WORK INSTRUCTIONS:
Copy out, word for word, the stretch of items below from the line containing "For this exercise we mark the van windshield wiper" through the line containing "[(204, 262)]", including both of those lines.

[Pointing dataset excerpts]

*-*-*

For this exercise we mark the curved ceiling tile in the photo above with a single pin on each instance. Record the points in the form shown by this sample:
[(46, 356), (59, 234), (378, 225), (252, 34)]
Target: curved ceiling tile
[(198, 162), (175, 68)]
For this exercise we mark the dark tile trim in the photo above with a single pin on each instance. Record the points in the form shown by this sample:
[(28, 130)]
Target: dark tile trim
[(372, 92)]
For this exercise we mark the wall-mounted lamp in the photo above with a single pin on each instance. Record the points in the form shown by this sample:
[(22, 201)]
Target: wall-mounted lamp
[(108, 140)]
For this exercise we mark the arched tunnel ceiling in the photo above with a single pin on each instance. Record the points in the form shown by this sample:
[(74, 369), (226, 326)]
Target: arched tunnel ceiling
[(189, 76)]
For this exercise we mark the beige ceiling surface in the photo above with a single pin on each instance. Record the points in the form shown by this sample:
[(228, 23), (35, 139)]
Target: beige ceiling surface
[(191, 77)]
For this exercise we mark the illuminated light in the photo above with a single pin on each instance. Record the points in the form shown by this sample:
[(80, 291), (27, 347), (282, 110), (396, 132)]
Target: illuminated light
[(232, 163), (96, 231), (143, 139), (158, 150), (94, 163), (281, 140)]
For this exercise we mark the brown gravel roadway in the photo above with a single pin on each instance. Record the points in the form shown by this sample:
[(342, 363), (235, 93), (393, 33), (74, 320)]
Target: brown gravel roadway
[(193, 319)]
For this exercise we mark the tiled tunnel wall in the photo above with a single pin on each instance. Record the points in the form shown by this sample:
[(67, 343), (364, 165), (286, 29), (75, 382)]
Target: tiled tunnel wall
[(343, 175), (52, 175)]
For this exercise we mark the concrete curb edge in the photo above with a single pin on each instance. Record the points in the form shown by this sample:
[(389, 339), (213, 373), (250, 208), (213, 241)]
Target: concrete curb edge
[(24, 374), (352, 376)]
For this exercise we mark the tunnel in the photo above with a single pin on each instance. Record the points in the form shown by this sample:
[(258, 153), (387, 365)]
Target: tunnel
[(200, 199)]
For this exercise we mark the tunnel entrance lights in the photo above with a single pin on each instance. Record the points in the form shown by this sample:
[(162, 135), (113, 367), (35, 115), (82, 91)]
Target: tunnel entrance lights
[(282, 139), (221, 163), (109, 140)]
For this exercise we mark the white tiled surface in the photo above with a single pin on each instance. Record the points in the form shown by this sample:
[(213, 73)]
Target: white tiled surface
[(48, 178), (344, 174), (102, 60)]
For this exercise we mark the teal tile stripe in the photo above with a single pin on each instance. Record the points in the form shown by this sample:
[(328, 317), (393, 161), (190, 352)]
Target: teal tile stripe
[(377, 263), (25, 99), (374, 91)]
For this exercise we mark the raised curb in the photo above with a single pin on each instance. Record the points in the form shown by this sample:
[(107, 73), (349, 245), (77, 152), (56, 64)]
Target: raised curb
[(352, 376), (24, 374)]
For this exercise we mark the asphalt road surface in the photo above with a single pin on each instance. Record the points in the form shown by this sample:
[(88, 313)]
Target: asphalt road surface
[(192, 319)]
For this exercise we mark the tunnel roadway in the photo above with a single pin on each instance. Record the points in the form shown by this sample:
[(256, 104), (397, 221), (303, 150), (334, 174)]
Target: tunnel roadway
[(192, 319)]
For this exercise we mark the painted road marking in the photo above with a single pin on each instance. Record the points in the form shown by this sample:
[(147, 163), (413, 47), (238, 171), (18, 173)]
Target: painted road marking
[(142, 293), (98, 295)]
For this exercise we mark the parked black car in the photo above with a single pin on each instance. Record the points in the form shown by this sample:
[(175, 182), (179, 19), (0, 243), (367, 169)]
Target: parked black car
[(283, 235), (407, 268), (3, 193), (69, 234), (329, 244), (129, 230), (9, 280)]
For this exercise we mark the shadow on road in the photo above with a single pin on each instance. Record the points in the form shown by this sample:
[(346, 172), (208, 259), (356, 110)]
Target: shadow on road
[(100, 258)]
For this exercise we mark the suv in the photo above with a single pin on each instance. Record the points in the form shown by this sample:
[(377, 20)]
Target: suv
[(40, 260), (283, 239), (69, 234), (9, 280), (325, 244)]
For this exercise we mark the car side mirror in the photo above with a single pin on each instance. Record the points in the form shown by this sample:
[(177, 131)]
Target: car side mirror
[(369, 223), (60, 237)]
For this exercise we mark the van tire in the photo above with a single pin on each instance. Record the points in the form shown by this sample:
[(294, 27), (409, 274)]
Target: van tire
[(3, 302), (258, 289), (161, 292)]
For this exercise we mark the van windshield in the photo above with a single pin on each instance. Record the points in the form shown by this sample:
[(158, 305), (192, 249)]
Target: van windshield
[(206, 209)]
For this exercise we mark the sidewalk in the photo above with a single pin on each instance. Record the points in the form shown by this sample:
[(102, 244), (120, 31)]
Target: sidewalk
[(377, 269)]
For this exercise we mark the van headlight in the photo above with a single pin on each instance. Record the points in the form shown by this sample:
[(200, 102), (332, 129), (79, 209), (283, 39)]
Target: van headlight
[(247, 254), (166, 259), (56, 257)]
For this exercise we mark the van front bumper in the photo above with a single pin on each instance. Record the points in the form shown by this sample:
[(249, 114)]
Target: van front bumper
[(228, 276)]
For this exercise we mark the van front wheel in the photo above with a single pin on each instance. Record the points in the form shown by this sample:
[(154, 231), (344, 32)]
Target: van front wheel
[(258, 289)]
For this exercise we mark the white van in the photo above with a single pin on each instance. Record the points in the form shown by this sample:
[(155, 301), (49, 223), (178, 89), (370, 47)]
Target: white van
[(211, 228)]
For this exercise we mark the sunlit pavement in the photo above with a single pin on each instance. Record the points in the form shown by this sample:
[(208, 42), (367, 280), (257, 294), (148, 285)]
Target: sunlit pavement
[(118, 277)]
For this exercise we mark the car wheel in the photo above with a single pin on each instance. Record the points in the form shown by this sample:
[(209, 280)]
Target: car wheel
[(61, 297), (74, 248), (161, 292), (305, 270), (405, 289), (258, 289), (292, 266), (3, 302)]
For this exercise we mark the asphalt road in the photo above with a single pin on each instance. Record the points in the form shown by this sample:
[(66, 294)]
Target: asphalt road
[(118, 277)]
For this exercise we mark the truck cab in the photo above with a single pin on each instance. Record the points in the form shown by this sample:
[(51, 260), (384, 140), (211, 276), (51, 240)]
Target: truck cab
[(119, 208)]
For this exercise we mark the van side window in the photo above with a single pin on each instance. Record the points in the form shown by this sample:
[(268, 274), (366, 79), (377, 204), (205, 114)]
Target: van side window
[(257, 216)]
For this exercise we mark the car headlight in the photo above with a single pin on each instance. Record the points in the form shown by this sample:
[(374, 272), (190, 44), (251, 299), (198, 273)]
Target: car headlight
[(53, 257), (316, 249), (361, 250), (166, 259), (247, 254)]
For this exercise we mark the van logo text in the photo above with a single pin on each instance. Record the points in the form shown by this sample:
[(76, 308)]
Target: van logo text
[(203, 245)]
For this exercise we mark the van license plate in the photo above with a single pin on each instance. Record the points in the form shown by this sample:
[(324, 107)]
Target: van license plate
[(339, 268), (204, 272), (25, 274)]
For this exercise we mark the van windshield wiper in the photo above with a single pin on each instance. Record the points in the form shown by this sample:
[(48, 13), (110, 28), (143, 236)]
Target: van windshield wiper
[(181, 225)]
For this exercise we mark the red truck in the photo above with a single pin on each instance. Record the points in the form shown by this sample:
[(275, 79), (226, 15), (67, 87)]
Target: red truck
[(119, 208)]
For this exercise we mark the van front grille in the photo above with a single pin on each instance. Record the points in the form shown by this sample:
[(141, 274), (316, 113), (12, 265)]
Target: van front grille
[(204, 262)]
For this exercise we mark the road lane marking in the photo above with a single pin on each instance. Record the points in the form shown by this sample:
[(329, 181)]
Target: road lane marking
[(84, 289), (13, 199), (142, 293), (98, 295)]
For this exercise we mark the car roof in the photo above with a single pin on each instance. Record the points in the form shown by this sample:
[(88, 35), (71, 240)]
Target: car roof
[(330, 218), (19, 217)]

*-*-*

ANSWER TO THE TASK:
For this exercise we mark the van windshield wiper in the photo above with a single pin on each instance. Record the points in the form shown by this sample:
[(48, 13), (110, 28), (143, 236)]
Target: van windshield wiper
[(181, 225)]
For this exercise we mark the red truck in the photo above with a single pin on each instance. Record the points in the form shown by this sample:
[(275, 79), (226, 15), (67, 87)]
Target: red truck
[(119, 208)]
For this exercise we mark the van front grille in the photo above with a single pin on each instance. Record the points in the form shown by this sample:
[(141, 274), (316, 113), (12, 265)]
Target: van front grille
[(204, 262)]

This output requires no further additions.